= Beginning of Section =
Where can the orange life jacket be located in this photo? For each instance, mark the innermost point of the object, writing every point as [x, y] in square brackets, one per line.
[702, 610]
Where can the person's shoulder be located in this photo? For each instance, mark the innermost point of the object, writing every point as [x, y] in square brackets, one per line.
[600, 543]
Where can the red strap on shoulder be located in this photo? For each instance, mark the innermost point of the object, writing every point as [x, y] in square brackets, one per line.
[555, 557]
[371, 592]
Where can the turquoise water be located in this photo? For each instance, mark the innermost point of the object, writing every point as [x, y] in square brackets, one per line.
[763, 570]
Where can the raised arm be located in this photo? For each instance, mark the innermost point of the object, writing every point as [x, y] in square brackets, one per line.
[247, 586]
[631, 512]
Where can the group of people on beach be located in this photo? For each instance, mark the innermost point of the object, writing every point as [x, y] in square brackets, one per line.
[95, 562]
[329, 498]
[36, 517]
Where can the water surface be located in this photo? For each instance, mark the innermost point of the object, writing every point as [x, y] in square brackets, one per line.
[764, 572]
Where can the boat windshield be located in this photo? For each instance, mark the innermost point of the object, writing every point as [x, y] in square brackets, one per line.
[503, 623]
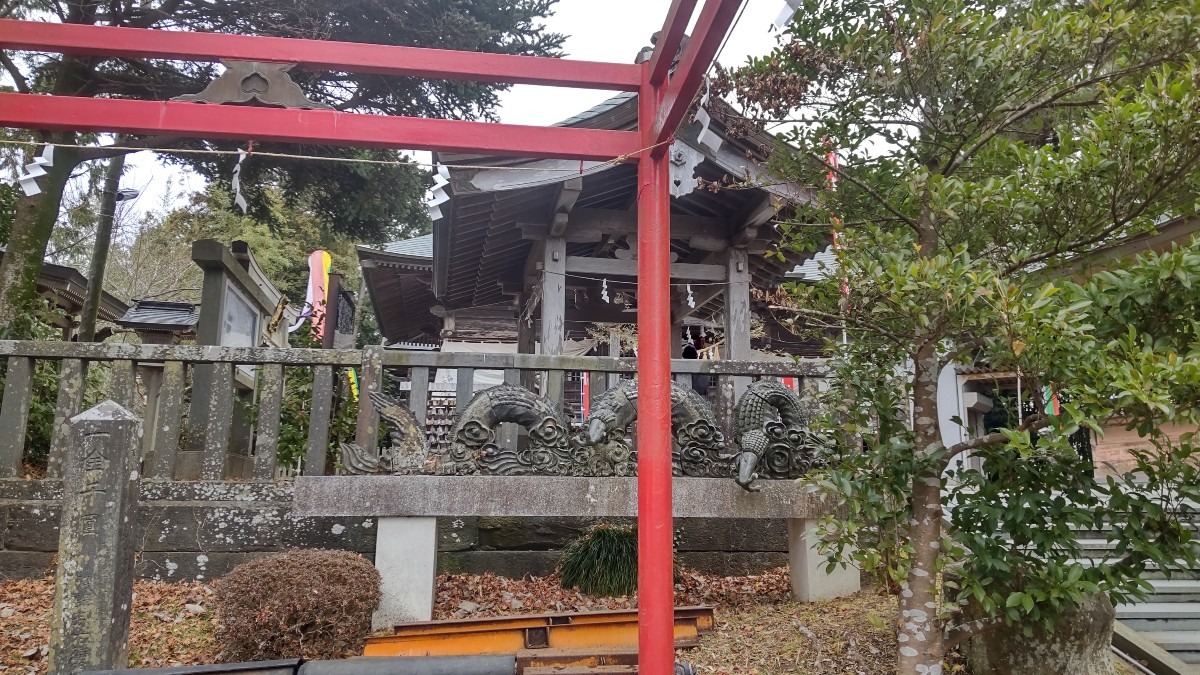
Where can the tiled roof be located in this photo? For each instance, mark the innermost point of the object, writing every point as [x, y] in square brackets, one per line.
[157, 315]
[817, 267]
[599, 108]
[415, 248]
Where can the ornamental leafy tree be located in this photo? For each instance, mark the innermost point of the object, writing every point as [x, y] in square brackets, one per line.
[987, 149]
[370, 202]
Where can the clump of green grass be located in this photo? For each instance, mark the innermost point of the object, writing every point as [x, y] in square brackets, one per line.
[603, 561]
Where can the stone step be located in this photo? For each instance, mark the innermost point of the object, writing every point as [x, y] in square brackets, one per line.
[1176, 640]
[1161, 616]
[1175, 591]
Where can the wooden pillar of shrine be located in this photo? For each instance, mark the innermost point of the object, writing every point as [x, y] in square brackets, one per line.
[553, 310]
[737, 329]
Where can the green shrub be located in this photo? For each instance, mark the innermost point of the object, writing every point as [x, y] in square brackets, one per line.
[297, 604]
[603, 561]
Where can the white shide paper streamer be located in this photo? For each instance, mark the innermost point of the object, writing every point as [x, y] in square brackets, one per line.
[36, 169]
[237, 181]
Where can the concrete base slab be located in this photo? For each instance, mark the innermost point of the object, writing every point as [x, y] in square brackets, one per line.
[810, 581]
[407, 560]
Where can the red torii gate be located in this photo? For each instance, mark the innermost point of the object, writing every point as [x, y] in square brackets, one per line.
[663, 103]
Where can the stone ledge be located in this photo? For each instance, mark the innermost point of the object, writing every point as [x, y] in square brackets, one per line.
[543, 495]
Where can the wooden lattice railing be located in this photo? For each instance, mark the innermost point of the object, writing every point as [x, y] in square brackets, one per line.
[161, 382]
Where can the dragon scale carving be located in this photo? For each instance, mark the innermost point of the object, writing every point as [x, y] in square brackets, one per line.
[699, 444]
[408, 452]
[473, 440]
[771, 425]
= End of Section =
What you return must be the lines from the line holding "Where can the stone ledge" through the final line of the material, word for word, and nothing more.

Where can the stone ledge be located in this photo? For each instance, mark the innermost point of the object, writing every point as [x, y] in square brackets, one per line.
[543, 495]
Where can the wooden lattice railing be located in this photo? For each instance, mark the innermost point of the object, writing every point as [x, y] in square brackets, one per line.
[161, 382]
Where can the dragon scale carving be located in this photo? For each instance, mark the innermost point of the object, writing every point as [x, y] in square brackets, one per line.
[699, 444]
[408, 452]
[473, 440]
[771, 425]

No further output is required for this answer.